* [EXERCISE PROMPT]:
Character for character, reproduce every entry below.

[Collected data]
┄┄┄┄┄┄┄┄┄┄
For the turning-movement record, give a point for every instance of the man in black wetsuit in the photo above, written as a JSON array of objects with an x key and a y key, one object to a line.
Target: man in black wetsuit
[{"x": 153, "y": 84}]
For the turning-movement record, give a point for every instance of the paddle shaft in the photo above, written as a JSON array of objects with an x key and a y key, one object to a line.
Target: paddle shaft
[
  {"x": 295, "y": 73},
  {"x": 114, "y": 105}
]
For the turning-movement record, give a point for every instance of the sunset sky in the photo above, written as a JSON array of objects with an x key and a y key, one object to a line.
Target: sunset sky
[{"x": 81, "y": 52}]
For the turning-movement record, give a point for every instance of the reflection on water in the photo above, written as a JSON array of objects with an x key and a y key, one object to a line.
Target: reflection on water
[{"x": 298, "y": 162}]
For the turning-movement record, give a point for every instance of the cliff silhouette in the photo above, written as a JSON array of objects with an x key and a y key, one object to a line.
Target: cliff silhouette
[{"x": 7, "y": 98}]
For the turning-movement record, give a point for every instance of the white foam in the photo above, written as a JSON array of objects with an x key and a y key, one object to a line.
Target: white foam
┄┄┄┄┄┄┄┄┄┄
* [WRITTEN SOLUTION]:
For the turning-movement record, give a point for every instance of the man in black wetsuit in the photo above, written as a JSON array of objects with an x key and a y key, one object to a line.
Target: man in black wetsuit
[{"x": 153, "y": 84}]
For the turning-movement record, give a point for every instance of the paddle shaft in the photo above, written as a JSON array of objects with an x key and a y key, one object to a line.
Target: paddle shaft
[
  {"x": 295, "y": 73},
  {"x": 114, "y": 105}
]
For the turning-movement record, give a point for every instance of the sunset sky in the photo above, written as a JSON array of objects with an x key and a y key, one object to a line.
Target: sunset sky
[{"x": 81, "y": 52}]
For the turning-movement record, give a point for every instance of the reflection on water in the photo above, written as a JSON array of objects with an x key and a y key, one object to a line.
Target: reflection on water
[{"x": 298, "y": 162}]
For the turning-movement record, give a point for every instance of the cliff silhouette in the photo above, written as a JSON array of objects with an x key and a y key, one object to a line.
Target: cliff silhouette
[{"x": 7, "y": 98}]
For the turning-movement record, give a point for every instance of the white foam in the photo above, written as a JSON array of objects with an x key and a y key, one object to a line.
Target: white foam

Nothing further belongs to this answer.